====== Bereitgestelltes Material

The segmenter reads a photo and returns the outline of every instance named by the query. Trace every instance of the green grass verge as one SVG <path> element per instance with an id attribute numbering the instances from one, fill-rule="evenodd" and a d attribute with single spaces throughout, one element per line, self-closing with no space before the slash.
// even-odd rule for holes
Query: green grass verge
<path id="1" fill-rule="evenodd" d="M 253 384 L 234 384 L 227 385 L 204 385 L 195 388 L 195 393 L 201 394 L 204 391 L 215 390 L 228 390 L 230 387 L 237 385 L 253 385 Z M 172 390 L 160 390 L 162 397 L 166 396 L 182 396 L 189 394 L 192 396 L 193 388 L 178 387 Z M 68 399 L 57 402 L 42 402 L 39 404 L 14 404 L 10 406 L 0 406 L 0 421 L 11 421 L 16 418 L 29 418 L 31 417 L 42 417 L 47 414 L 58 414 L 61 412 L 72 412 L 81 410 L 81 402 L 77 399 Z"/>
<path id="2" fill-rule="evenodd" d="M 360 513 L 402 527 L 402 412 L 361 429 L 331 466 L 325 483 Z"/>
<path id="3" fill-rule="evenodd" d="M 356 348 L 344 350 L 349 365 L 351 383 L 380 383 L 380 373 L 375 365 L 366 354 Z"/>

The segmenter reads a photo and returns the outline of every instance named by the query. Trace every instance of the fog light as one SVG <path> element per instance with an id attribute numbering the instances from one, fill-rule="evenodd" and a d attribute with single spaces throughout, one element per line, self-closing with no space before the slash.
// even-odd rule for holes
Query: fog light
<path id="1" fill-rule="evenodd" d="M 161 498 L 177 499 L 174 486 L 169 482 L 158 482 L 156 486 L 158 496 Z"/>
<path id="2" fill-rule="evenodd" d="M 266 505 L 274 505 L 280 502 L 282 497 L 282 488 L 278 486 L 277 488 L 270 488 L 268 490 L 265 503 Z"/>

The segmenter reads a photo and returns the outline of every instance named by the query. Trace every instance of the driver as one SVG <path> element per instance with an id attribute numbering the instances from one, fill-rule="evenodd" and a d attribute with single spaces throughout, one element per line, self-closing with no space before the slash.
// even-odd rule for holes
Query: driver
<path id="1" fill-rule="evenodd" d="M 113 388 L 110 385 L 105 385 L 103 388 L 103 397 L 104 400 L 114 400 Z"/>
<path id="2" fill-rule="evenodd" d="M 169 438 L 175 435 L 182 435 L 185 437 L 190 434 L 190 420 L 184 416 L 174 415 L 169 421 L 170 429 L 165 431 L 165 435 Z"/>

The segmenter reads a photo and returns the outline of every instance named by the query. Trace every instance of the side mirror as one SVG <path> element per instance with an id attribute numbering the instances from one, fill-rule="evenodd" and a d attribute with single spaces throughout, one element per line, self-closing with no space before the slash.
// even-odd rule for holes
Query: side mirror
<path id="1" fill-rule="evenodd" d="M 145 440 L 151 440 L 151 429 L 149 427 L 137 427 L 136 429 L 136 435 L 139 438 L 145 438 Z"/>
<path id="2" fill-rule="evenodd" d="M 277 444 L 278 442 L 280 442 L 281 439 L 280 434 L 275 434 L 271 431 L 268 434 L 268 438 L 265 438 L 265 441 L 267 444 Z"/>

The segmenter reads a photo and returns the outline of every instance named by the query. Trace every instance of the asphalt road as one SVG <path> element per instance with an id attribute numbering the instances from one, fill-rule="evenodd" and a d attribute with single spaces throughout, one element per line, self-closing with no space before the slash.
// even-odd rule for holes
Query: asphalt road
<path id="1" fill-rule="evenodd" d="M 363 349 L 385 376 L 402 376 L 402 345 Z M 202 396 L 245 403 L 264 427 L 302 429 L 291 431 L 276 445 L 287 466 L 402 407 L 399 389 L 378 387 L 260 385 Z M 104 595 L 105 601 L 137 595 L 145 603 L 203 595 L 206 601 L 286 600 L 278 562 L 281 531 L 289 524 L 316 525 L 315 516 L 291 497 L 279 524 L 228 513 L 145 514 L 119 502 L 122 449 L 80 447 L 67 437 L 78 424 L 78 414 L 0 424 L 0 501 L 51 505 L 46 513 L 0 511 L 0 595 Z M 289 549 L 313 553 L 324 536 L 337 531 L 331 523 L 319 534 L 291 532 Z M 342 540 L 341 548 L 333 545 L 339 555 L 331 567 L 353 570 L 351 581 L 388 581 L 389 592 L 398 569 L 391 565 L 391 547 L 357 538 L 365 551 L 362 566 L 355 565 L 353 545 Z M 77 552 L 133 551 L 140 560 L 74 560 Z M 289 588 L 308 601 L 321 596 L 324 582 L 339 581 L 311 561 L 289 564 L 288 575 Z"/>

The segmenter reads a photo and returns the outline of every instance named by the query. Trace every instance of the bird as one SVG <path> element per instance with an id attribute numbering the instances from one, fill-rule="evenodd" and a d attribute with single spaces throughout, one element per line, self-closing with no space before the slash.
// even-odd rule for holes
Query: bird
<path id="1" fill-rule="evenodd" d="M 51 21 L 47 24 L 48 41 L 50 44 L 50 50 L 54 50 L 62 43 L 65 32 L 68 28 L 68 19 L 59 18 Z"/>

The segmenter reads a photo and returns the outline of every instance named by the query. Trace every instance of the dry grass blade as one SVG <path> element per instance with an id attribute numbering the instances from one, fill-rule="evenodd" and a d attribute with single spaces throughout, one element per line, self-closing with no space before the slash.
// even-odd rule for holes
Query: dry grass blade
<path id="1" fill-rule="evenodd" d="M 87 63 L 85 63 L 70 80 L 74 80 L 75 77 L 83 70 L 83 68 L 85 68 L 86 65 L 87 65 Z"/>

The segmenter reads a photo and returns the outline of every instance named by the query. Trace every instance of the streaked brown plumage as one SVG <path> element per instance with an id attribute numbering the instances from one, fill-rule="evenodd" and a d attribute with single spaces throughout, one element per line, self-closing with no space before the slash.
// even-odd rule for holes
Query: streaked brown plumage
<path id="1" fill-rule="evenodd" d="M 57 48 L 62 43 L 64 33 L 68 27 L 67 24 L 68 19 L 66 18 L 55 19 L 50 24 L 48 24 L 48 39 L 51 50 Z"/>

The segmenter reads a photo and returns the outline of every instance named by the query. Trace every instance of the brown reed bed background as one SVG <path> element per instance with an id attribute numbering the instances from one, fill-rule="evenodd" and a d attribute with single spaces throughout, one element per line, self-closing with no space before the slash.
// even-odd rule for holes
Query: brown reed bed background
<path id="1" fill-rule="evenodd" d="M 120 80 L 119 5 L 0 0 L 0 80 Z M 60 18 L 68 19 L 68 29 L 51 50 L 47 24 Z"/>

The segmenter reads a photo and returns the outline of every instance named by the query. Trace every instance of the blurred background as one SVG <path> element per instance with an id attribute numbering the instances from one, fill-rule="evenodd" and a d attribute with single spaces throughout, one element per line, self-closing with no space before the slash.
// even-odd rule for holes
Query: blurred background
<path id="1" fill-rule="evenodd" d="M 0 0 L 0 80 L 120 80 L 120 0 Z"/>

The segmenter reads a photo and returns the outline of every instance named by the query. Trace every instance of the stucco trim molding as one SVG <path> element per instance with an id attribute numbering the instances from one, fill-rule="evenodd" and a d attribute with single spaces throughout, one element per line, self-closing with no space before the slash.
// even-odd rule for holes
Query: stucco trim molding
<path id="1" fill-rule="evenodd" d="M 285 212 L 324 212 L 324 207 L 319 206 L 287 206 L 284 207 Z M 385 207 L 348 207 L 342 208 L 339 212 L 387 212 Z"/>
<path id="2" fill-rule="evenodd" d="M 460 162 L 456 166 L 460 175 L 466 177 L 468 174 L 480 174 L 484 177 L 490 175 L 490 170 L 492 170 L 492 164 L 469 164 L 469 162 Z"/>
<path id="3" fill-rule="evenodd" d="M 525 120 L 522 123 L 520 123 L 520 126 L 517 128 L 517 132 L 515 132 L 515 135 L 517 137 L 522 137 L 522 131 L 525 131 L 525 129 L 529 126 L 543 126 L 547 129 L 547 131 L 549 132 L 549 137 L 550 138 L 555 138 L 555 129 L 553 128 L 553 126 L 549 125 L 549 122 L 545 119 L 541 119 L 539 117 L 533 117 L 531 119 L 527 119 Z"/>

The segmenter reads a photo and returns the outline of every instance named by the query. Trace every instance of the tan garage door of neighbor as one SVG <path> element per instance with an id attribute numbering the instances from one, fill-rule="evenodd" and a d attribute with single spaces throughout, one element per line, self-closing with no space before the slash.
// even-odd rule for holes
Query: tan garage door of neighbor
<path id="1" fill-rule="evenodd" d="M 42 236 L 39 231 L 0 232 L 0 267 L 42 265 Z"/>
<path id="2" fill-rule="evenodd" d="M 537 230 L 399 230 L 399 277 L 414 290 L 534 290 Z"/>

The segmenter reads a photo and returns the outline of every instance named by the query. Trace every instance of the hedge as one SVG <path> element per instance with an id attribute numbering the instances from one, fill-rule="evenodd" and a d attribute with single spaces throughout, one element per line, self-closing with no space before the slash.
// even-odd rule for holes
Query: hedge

============

Wandle die Zeilen vom Anfang bis einschließlich der Zeile mit "Query: green grass verge" in eine Markdown-Tabelle mit den Spalten „Nummer“ und „Zeile“ um. Lass leere Zeilen weg.

| Nummer | Zeile |
|---|---|
| 1 | The segmenter reads a photo and returns the outline of every instance named by the query. Trace every instance of the green grass verge as one SVG <path> element per instance with an id attribute numbering the instances from one, fill-rule="evenodd" and a d attribute with single spaces throughout, one element per line, self-closing with no space before the slash. |
| 2 | // even-odd rule for holes |
| 3 | Query: green grass verge |